▶ **Stated problem 1**: List the topic that the conference speech gives for each round table or panel it describes.
▶ **Stated problem 2**: In the conference speech, what does the speaker call the participants instead of aspiring revolutionaries?

▶ **Page text**:
>> begin
I am pleased to see that this conference focuses both on one or two of the external challenges facing the multilateral trading system in the future, and on considerations relating to how business is done in the WTO.

My first cursory look at what the organizers have produced by way of background documentation for the five round tables suggests that none of you are aspiring revolutionaries. Rather, you are incrementalists. This makes your efforts more interesting and relevant, and raises the likelihood that decision-makers might pay attention to what you have to say.

The first round table in this conference asks the very pertinent question of why governments choose different venues for international cooperation on trade matters. This is an issue that has been with us for a long time, as preferential trade agreements have multiplied. It has not been all bad, but we need to think about strengthening synergies and avoiding the divisiveness that multiple overlapping trade agreements can generate. This means clarifying the case for the centrality of a global approach to trade relations in an increasingly complex and interdependent world.

The second round table takes up a set of emerging issues relating to food, agricultural products and natural resources in the world economy. These are not exactly new issues, but they pose growing challenges in relation to effective international disciplines. A range of specific questions emerge, ranging from the scope and content of the trade rules to the role of standards in agricultural trade.

The third panel addresses a key emerging issue, that of international cooperation in dealing with climate change. This issue is now central to discussions on international cooperation and the search for viable solutions will tax the ingenuity and cooperative spirit of governments. Trade is relevant, but in my view not the core of what needs to be done now.
>> end
▶ **Data section**:
>> begin
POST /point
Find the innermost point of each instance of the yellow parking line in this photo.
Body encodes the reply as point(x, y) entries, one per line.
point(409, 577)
>> end
▶ **Correct result 1**:
- Why governments choose different venues for international cooperation on trade matters
- Emerging issues relating to food, agricultural products and natural resources in the world economy
- International cooperation in dealing with climate change

▶ **Correct result 2**: Incrementalists.